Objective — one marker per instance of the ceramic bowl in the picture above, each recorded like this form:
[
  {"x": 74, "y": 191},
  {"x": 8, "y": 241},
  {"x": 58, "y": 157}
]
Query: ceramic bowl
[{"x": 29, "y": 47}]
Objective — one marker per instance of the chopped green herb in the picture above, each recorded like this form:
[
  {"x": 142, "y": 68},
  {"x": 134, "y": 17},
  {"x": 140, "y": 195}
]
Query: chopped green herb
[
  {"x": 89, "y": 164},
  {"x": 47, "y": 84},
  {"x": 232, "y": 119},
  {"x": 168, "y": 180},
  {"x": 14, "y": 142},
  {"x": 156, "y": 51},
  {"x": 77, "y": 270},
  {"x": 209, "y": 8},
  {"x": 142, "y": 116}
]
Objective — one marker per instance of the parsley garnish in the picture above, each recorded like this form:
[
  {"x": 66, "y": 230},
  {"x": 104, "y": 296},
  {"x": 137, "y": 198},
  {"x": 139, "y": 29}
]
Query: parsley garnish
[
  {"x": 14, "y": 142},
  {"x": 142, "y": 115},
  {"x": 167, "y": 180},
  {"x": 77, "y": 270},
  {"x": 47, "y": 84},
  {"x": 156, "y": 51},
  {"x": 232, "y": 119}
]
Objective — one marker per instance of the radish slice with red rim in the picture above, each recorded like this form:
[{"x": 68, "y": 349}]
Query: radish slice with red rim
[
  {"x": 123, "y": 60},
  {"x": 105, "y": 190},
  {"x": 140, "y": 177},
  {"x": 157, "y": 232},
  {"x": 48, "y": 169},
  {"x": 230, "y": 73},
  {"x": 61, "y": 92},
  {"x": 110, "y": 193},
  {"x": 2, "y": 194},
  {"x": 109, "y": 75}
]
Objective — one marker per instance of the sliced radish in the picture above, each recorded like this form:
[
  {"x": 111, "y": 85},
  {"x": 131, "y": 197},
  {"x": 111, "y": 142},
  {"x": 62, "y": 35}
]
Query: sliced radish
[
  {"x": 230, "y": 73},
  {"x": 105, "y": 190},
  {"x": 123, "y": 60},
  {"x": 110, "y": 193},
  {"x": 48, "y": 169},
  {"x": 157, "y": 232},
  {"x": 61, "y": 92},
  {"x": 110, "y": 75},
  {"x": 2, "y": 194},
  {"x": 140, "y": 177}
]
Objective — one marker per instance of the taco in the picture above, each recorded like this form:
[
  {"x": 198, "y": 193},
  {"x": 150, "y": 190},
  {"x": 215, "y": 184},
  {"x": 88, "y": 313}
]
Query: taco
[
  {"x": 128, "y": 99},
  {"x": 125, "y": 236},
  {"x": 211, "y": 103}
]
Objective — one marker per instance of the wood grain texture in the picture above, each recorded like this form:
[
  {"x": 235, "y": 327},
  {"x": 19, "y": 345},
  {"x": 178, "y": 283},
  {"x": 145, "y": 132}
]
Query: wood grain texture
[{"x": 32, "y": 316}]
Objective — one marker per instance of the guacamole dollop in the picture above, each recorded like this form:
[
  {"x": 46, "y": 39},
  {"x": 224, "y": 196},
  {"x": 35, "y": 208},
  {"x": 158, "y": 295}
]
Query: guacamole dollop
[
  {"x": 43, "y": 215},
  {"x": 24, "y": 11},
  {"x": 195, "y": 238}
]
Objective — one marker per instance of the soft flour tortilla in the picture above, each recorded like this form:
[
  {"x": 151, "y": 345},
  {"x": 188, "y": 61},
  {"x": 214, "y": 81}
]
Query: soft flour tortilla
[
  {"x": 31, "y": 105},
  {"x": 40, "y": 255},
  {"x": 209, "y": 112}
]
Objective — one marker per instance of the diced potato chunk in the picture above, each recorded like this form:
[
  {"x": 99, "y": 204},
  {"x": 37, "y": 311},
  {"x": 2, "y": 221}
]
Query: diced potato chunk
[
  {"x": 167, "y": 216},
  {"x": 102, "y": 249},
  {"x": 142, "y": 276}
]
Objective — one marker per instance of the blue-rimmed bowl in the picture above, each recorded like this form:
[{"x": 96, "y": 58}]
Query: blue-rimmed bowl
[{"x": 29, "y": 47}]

==============================

**EXERCISE DIRECTIONS**
Update the lines above by changing every "marker" to "pin" and leaving everything else as it is.

**TASK SOLUTION**
Objective — one pin per instance of the ceramic bowl in the picture above, each recorded like this form:
[
  {"x": 74, "y": 191},
  {"x": 8, "y": 241},
  {"x": 58, "y": 157}
]
Query: ceramic bowl
[{"x": 29, "y": 47}]
Objective — one pin per instance of the chopped green herb in the picture above, each recorded like this form:
[
  {"x": 142, "y": 68},
  {"x": 134, "y": 17},
  {"x": 140, "y": 195}
]
Query: chopped green herb
[
  {"x": 89, "y": 164},
  {"x": 47, "y": 84},
  {"x": 232, "y": 119},
  {"x": 168, "y": 180},
  {"x": 14, "y": 142},
  {"x": 156, "y": 51},
  {"x": 77, "y": 270},
  {"x": 209, "y": 8},
  {"x": 142, "y": 116}
]
Objective — one pin per instance of the parsley garnish in the picture above, each recorded like this form:
[
  {"x": 66, "y": 230},
  {"x": 104, "y": 296},
  {"x": 137, "y": 198},
  {"x": 139, "y": 29}
]
Query: parsley garnish
[
  {"x": 14, "y": 142},
  {"x": 142, "y": 115},
  {"x": 167, "y": 180},
  {"x": 77, "y": 270},
  {"x": 47, "y": 84},
  {"x": 156, "y": 51},
  {"x": 232, "y": 119}
]
Objective — one pin per instance of the radish slice with red rim in the picture above, each recorded like this form:
[{"x": 68, "y": 349}]
Query: radish slice with red rim
[
  {"x": 123, "y": 60},
  {"x": 105, "y": 190},
  {"x": 140, "y": 177},
  {"x": 157, "y": 232},
  {"x": 48, "y": 169},
  {"x": 230, "y": 73},
  {"x": 61, "y": 92},
  {"x": 110, "y": 193},
  {"x": 2, "y": 194},
  {"x": 109, "y": 75}
]
Objective — one pin per instance of the sliced radish in the picture above, each recorded like this form:
[
  {"x": 111, "y": 85},
  {"x": 131, "y": 197},
  {"x": 111, "y": 142},
  {"x": 62, "y": 35}
]
Query: sliced radish
[
  {"x": 230, "y": 73},
  {"x": 105, "y": 190},
  {"x": 123, "y": 60},
  {"x": 110, "y": 193},
  {"x": 48, "y": 169},
  {"x": 157, "y": 232},
  {"x": 61, "y": 92},
  {"x": 110, "y": 75},
  {"x": 2, "y": 194},
  {"x": 140, "y": 177}
]
Objective — one pin per instance of the taco in the picture above, each recorded like this form:
[
  {"x": 198, "y": 193},
  {"x": 150, "y": 190},
  {"x": 215, "y": 184},
  {"x": 88, "y": 313}
]
Query: taco
[
  {"x": 128, "y": 99},
  {"x": 125, "y": 236},
  {"x": 211, "y": 103}
]
Objective — one pin per instance of the wood grain texture in the picture above, each recorded like this form:
[
  {"x": 235, "y": 327},
  {"x": 19, "y": 345},
  {"x": 178, "y": 283},
  {"x": 145, "y": 132}
]
Query: wood grain texture
[{"x": 32, "y": 316}]
Objective — one pin per instance of the guacamole dollop in the picture above, each recorded like this form:
[
  {"x": 46, "y": 39},
  {"x": 224, "y": 196},
  {"x": 35, "y": 208},
  {"x": 158, "y": 295}
]
Query: guacamole dollop
[
  {"x": 43, "y": 215},
  {"x": 24, "y": 11},
  {"x": 195, "y": 238}
]
Objective — one pin per instance of the soft flour tortilla in the picture above, each recorded like this form:
[
  {"x": 151, "y": 345},
  {"x": 188, "y": 61},
  {"x": 214, "y": 81}
]
Query: soft flour tortilla
[
  {"x": 31, "y": 105},
  {"x": 40, "y": 255},
  {"x": 209, "y": 112}
]
Objective — one pin per instance of the diced potato chunk in the picture above, each recorded like this form:
[
  {"x": 99, "y": 204},
  {"x": 37, "y": 311},
  {"x": 2, "y": 221}
]
Query: diced potato chunk
[
  {"x": 167, "y": 216},
  {"x": 102, "y": 249},
  {"x": 142, "y": 276}
]
Objective — one pin per instance of the blue-rimmed bowl in the picture above, each recorded like this form:
[{"x": 96, "y": 58}]
Query: blue-rimmed bowl
[{"x": 29, "y": 47}]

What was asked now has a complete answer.